* _원본 목록_

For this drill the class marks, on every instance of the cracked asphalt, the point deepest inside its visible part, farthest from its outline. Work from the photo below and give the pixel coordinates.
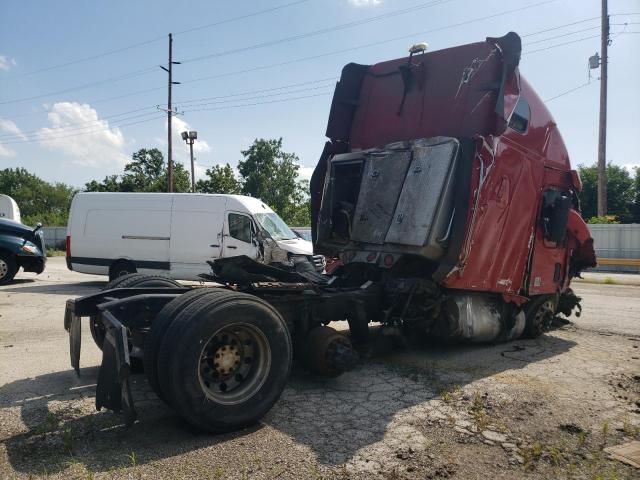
(543, 408)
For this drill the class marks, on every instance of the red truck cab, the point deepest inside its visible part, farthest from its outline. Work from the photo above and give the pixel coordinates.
(450, 160)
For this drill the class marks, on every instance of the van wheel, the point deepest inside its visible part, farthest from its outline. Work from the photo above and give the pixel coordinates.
(8, 267)
(127, 281)
(224, 361)
(121, 268)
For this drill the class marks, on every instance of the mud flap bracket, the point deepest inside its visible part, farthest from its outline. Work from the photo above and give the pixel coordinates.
(114, 389)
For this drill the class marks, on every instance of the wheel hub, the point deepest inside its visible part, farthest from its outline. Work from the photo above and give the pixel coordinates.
(234, 363)
(226, 359)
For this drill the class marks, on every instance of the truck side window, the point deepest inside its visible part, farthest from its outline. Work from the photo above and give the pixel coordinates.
(519, 120)
(555, 213)
(240, 227)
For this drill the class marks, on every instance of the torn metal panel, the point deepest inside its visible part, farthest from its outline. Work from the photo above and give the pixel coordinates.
(382, 181)
(425, 207)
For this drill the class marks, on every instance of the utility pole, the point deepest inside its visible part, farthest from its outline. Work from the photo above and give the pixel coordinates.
(190, 138)
(602, 136)
(170, 114)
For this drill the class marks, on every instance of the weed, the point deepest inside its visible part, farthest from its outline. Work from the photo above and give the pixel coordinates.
(629, 429)
(218, 473)
(477, 411)
(582, 438)
(49, 424)
(605, 430)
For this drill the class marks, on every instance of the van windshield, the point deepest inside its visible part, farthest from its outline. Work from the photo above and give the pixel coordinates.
(275, 226)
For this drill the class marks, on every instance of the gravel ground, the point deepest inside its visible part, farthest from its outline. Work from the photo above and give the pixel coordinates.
(542, 408)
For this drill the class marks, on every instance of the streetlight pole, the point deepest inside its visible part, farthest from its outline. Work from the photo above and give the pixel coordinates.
(190, 138)
(193, 178)
(602, 134)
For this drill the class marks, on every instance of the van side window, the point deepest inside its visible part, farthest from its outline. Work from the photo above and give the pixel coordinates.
(519, 120)
(240, 227)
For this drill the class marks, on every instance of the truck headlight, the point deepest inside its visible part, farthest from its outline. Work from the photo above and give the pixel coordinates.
(29, 249)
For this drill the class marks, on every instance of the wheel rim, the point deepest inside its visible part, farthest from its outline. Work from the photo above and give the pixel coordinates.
(234, 363)
(4, 268)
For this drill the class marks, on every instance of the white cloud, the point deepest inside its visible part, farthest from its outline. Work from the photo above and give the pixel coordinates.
(77, 131)
(11, 127)
(304, 173)
(365, 3)
(6, 152)
(7, 63)
(177, 127)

* _작업 내용_
"of the white"이 들어 있는 줄부터 목록 맨 끝 줄까지, 양 끝 줄을 모두 포함해 한 줄도 바꾸지 말고 그대로 인용하세요.

* _작성 답안_
For this drill the class marks, on every instance of the white cloud, the point deepest inside its visible part, farthest from its outline. Work from the photo above and give the pixel coordinates.
(77, 131)
(11, 127)
(304, 173)
(365, 3)
(6, 152)
(7, 63)
(177, 127)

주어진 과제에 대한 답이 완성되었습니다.